Selon les données du gouvernement, 39 061 voyageurs au départ ont été soumis à une inspection secondaire entre janvier et mai de cette année. Sur ce chiffre, 13 764 n’ont pas pu quitter le pays. L’année dernière, 32 404 Philippins n’ont pas été autorisés à poursuivre leur vol. Les enquêtes ultérieures ont révélé que seulement 472 personnes avaient été victimes de traite des êtres humains ou de recrutement illégal.
La publication des lignes directrices de l’IACAT a immédiatement suscité une large opposition. La sénatrice de l’opposition Risa Hontiveros a averti que « les directives dysfonctionnelles ne feront que faire dérailler les efforts de lutte contre la traite de notre pays ».
Dans un discours de privilège, le président du Sénat Juan Miguel Zubiri a insisté sur le fait qu’« il doit y avoir un moyen de protéger notre peuple sans pour autant entraver son droit de voyager ». Il a ajouté que les nouveaux voyageurs pourraient être soumis à un « profilage économique ».
« Ne victimisons pas les voyageurs philippins par leur inefficacité. Il y a de véritables criminels que nous pouvons cibler ici, principalement les recruteurs illégaux, et nous devons les poursuivre, au lieu d’imposer un fardeau à tout le monde », a-t-il déclaré dans son discours.
L’ancien solliciteur général Florin Hilbay est inquiet que les lignes directrices peuvent être utilisées pour « harceler les critiques du gouvernement ».
L’ancien chef de BI, le représentant Rufus Rodriguez, a déclaré que le personnel corrompu pourrait abuser des règles pour victimiser les voyageurs. « Ce sont des règles déraisonnables », a-t-il déclaré. « Ils causeront beaucoup de désagréments aux touristes philippins, aux travailleurs philippins à l’étranger et aux autres voyageurs, et ils pourraient les rendre vulnérables au harcèlement et à l’extorsion de la part d’agents d’immigration corrompus et d’autres membres du personnel de l’aéroport. »

########

VOS TÂCHES:
a. Recopiez l'extrait fourni entre "Dans un discours" et "dans son discours." inclus, en remplaçant "recruteurs illégaux" par "trafiquants".
b. D'après l'extrait fourni, combien de Philippins n'ont pas été autorisés à poursuivre leur vol l'année dernière ?
Les enregistrements n'ont aucun rapport avec l'extrait fourni.

########

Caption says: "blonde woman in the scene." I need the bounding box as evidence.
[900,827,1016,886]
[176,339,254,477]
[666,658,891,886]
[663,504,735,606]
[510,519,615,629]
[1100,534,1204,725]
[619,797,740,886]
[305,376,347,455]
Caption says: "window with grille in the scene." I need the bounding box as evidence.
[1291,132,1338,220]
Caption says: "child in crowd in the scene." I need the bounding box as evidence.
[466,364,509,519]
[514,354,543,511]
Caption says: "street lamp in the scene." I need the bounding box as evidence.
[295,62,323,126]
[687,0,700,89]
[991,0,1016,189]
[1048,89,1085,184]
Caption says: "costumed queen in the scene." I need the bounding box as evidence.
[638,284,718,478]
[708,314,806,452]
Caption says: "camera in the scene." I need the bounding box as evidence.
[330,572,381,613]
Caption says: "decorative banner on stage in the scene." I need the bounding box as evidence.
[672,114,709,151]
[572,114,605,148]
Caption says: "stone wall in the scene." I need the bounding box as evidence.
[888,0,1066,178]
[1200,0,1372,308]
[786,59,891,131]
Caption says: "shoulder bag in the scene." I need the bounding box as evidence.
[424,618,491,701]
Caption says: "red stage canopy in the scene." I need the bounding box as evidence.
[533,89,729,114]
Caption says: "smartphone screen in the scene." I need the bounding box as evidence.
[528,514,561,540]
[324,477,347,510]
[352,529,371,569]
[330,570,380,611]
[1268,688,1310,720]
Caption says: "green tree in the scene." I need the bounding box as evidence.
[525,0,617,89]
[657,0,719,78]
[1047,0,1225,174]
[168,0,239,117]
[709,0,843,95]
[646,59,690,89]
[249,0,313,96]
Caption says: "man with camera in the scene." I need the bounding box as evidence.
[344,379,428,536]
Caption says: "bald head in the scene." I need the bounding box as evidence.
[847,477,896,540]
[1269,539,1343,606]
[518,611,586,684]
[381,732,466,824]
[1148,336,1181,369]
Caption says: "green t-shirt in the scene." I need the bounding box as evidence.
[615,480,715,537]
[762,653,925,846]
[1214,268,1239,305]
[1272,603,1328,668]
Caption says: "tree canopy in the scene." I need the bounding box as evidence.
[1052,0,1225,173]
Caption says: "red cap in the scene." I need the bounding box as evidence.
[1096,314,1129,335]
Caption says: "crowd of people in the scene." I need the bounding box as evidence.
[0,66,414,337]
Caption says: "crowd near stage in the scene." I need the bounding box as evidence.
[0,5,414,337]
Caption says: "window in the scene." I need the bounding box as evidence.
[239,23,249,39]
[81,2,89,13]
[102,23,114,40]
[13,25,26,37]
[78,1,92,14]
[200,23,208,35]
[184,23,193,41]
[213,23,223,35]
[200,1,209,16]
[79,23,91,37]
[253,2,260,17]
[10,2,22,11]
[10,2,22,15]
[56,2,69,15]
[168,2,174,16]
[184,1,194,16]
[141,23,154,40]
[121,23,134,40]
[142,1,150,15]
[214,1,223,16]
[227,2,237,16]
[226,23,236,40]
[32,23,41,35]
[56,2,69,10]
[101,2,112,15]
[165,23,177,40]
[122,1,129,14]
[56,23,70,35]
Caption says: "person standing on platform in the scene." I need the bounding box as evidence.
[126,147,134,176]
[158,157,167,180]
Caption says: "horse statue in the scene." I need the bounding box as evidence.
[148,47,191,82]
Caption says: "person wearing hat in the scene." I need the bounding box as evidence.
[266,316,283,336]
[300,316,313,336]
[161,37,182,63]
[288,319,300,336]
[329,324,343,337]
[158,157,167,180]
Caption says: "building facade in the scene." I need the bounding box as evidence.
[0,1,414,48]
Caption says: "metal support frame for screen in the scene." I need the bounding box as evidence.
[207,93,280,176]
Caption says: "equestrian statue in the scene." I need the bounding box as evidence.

########

RÉPONSES AUX EXERCICES:
a.
Dans un discours de privilège, le président du Sénat Juan Miguel Zubiri a insisté sur le fait qu’« il doit y avoir un moyen de protéger notre peuple sans pour autant entraver son droit de voyager ». Il a ajouté que les nouveaux voyageurs pourraient être soumis à un « profilage économique ».
« Ne victimisons pas les voyageurs philippins par leur inefficacité. Il y a de véritables criminels que nous pouvons cibler ici, principalement les trafiquants, et nous devons les poursuivre, au lieu d’imposer un fardeau à tout le monde », a-t-il déclaré dans son discours.

b. 32 404 Philippins.